Exercise prompt »
Copy the rows word for word, beginning with the line containing "tree in the photo above." and continuing through the end of the rows.

>> BEGIN The data

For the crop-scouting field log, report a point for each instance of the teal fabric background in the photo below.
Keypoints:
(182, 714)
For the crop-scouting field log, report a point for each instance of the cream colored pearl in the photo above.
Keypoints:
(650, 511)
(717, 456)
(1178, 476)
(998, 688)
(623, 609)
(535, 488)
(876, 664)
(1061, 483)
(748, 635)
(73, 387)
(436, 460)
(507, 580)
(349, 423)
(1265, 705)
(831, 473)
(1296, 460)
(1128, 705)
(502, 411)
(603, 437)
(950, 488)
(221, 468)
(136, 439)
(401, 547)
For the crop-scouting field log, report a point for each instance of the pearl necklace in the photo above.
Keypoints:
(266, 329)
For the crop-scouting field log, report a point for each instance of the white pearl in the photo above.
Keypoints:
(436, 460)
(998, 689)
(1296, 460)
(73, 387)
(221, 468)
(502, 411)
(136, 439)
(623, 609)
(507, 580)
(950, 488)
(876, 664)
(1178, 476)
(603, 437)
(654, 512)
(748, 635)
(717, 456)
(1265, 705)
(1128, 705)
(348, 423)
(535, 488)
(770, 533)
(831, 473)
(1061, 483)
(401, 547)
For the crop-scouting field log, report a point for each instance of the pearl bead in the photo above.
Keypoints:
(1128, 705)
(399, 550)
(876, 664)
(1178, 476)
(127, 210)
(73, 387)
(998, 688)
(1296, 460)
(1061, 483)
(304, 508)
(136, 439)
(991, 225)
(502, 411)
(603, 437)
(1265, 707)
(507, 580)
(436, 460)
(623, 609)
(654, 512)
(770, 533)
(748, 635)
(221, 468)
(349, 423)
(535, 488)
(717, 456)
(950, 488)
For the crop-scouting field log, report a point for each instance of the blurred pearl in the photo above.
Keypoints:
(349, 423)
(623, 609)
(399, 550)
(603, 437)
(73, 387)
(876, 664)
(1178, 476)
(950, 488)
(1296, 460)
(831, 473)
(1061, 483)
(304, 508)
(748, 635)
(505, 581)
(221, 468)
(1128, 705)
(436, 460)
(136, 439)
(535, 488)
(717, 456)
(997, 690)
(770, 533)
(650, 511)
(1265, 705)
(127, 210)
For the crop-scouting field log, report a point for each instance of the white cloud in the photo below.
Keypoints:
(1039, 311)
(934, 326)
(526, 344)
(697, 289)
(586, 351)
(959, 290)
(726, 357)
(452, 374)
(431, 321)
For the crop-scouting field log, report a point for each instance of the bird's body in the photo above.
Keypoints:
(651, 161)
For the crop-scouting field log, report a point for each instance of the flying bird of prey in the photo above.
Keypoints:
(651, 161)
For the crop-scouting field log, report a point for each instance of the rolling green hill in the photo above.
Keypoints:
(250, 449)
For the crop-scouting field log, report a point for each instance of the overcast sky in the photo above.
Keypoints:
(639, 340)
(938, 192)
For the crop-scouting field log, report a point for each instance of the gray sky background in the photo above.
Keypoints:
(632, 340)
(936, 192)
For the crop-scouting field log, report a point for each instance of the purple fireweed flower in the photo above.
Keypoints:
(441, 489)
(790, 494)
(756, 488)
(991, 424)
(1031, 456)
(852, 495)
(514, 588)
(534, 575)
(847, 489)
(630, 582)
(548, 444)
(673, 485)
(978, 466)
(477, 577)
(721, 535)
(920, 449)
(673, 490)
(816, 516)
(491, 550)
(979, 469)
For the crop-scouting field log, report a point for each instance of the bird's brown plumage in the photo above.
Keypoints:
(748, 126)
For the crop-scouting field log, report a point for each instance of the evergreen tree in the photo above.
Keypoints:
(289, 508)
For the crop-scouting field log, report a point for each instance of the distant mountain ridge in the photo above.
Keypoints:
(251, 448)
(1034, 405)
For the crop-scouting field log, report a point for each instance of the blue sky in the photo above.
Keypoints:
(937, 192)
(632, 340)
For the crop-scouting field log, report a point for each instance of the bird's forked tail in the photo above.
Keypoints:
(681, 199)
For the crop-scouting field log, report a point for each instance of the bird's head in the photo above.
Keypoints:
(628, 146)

>> END The data

Finished answer »
For the crop-scouting field log, report a point for each instance of the evergreen tree in the photo above.
Keypoints:
(289, 508)
For the crop-scouting field log, report a point for each instance of the distant mountain ridge in the photo above.
Keypoints:
(251, 448)
(1034, 405)
For the crop-scouting field log, report a point for each instance of the blue sky in the photo above.
Keypoints:
(937, 192)
(632, 340)
For the crop-scouting field log, report a point for each instance of the bird's forked tail in the photo above.
Keypoints:
(681, 199)
For the crop-scouting field log, report a point for each instance of the bird's head in the photo above.
Keypoints:
(628, 146)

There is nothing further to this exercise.